EXTRACTED ENTRIES –
- - - - - - -
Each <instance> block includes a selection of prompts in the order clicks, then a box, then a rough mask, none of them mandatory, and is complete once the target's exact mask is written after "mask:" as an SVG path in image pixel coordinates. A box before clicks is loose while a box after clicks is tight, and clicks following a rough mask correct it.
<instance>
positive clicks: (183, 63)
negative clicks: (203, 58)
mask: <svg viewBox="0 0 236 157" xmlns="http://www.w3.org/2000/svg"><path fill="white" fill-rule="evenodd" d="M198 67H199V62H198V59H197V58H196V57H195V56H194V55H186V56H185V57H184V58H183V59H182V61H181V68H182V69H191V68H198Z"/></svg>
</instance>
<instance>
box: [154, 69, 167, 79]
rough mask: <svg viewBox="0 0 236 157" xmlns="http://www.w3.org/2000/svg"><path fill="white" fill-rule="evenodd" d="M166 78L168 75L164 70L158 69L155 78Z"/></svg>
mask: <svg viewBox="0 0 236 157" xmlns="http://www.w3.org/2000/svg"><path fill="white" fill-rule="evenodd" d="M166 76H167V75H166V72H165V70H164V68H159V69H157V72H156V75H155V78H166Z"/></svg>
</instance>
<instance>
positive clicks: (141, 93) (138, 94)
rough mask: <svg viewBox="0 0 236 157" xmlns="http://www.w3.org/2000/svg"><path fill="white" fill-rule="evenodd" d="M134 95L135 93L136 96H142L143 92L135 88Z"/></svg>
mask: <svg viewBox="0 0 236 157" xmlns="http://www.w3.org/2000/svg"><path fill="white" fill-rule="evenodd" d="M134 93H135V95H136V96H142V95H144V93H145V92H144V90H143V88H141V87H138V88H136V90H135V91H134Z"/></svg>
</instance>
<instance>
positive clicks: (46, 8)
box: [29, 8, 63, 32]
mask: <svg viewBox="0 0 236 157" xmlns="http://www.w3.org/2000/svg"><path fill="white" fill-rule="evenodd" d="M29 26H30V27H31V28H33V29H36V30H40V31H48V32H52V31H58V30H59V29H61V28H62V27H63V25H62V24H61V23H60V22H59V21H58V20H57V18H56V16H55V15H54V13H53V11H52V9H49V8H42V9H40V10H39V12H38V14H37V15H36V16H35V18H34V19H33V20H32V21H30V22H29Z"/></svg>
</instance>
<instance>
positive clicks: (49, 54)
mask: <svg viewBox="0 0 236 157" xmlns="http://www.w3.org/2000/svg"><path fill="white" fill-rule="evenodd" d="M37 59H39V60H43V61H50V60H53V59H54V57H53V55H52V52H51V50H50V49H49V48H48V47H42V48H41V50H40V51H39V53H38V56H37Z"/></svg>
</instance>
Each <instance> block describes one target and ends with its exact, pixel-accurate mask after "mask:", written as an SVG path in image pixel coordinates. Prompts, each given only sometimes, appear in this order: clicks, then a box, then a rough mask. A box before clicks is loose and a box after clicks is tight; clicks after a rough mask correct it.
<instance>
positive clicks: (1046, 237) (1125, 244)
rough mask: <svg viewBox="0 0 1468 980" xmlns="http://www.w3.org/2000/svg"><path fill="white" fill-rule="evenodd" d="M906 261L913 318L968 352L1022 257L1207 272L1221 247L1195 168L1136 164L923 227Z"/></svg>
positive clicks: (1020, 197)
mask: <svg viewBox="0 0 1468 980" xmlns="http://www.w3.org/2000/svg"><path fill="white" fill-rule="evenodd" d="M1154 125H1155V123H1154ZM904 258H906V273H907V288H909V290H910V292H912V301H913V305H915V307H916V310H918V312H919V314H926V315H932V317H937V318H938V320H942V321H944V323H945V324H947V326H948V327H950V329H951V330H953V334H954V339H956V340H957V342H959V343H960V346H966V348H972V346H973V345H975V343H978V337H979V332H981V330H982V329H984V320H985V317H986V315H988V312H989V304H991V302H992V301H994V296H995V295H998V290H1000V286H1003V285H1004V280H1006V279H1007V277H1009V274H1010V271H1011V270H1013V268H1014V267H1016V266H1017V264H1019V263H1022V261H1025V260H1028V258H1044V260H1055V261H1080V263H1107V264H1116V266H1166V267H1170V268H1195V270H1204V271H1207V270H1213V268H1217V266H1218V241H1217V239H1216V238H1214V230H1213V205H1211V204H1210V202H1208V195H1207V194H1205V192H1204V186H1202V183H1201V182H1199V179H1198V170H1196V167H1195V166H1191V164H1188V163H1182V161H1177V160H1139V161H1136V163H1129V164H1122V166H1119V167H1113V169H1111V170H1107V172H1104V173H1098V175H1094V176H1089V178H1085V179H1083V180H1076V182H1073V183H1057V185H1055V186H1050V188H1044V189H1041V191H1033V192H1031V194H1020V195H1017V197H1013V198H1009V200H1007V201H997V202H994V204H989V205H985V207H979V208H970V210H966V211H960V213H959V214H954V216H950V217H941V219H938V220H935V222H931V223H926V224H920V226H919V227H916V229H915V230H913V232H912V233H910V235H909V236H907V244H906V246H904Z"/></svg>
- - - - - - -
WHAT NEEDS TO BE DONE – Write out again every entry above, exactly as given.

YOUR SOLUTION –
Each <instance> block includes a selection of prompts in the order clicks, then a box, then a rough mask, none of them mandatory, and is complete once the target's exact mask is written after "mask:" as an SVG path in image pixel coordinates. A box before clicks is loose while a box after clicks is tight, and clicks following a rough mask correct it.
<instance>
positive clicks: (183, 63)
negative clicks: (203, 58)
mask: <svg viewBox="0 0 236 157" xmlns="http://www.w3.org/2000/svg"><path fill="white" fill-rule="evenodd" d="M198 67H199V62H198V59H197V58H196V57H195V56H194V55H186V56H185V57H184V58H183V59H182V61H181V68H182V69H191V68H198Z"/></svg>
</instance>
<instance>
box: [154, 69, 167, 79]
rough mask: <svg viewBox="0 0 236 157" xmlns="http://www.w3.org/2000/svg"><path fill="white" fill-rule="evenodd" d="M166 78L168 75L164 70L158 69L155 78Z"/></svg>
mask: <svg viewBox="0 0 236 157" xmlns="http://www.w3.org/2000/svg"><path fill="white" fill-rule="evenodd" d="M166 76H167V75H166V72H165V70H164V68H159V69H157V72H156V75H155V78H166Z"/></svg>
</instance>
<instance>
positive clicks: (141, 93) (138, 94)
rough mask: <svg viewBox="0 0 236 157" xmlns="http://www.w3.org/2000/svg"><path fill="white" fill-rule="evenodd" d="M134 95L135 93L136 96H142L143 92L135 88Z"/></svg>
mask: <svg viewBox="0 0 236 157" xmlns="http://www.w3.org/2000/svg"><path fill="white" fill-rule="evenodd" d="M134 93H135V95H136V96H142V95H144V93H145V92H144V90H143V88H141V87H138V88H136V90H135V91H134Z"/></svg>
</instance>
<instance>
positive clicks: (46, 8)
box: [29, 8, 63, 32]
mask: <svg viewBox="0 0 236 157" xmlns="http://www.w3.org/2000/svg"><path fill="white" fill-rule="evenodd" d="M29 26H30V27H31V28H33V29H36V30H40V31H48V32H52V31H58V30H59V29H61V28H62V27H63V25H62V24H61V23H60V22H59V21H58V20H57V18H56V16H55V15H54V13H53V11H52V9H49V8H42V9H40V10H39V12H38V14H37V15H36V16H35V18H34V19H33V20H32V21H30V22H29Z"/></svg>
</instance>
<instance>
positive clicks: (49, 54)
mask: <svg viewBox="0 0 236 157" xmlns="http://www.w3.org/2000/svg"><path fill="white" fill-rule="evenodd" d="M37 59H39V60H43V61H50V60H53V59H54V57H53V55H52V52H51V50H50V49H49V48H48V47H42V48H41V50H40V51H39V53H38V56H37Z"/></svg>
</instance>
Each <instance> block describes one target and ends with its exact, pixel-accurate mask after "mask:", written as an SVG path in image pixel coordinates. Prompts, each given only sometimes, appear in this order: clicks, then a box, then a rough mask. A box before clicks is loose and a box after clicks is tight; clicks after a rough mask correct it.
<instance>
positive clicks: (1046, 237) (1125, 244)
rough mask: <svg viewBox="0 0 1468 980" xmlns="http://www.w3.org/2000/svg"><path fill="white" fill-rule="evenodd" d="M906 261L913 318L968 352L1022 257L1207 272L1221 247L1195 168L1136 164L923 227Z"/></svg>
positive clicks: (1020, 197)
mask: <svg viewBox="0 0 1468 980" xmlns="http://www.w3.org/2000/svg"><path fill="white" fill-rule="evenodd" d="M1154 125H1155V123H1154ZM904 258H906V273H907V288H909V290H910V292H912V301H913V305H915V307H916V310H918V312H919V314H926V315H932V317H937V318H938V320H942V321H944V323H945V324H947V326H948V327H950V329H951V330H953V334H954V339H956V340H957V342H959V343H960V346H966V348H972V346H973V345H975V343H978V337H979V332H981V330H982V329H984V320H985V317H986V315H988V312H989V304H991V302H992V301H994V296H995V295H998V290H1000V286H1003V285H1004V280H1006V279H1007V277H1009V274H1010V271H1011V270H1013V268H1014V267H1016V266H1017V264H1019V263H1022V261H1025V260H1028V258H1044V260H1055V261H1080V263H1107V264H1116V266H1166V267H1170V268H1195V270H1204V271H1207V270H1213V268H1217V266H1218V241H1217V239H1216V238H1214V230H1213V205H1211V204H1210V202H1208V195H1207V194H1205V192H1204V186H1202V183H1201V182H1199V179H1198V170H1196V167H1195V166H1191V164H1188V163H1182V161H1177V160H1139V161H1136V163H1129V164H1122V166H1119V167H1113V169H1111V170H1107V172H1104V173H1098V175H1094V176H1089V178H1085V179H1083V180H1076V182H1073V183H1057V185H1055V186H1050V188H1044V189H1041V191H1033V192H1031V194H1020V195H1017V197H1013V198H1009V200H1007V201H997V202H994V204H989V205H985V207H979V208H970V210H966V211H960V213H959V214H954V216H950V217H941V219H938V220H935V222H931V223H926V224H920V226H919V227H916V229H915V230H913V232H912V233H910V235H909V236H907V244H906V246H904Z"/></svg>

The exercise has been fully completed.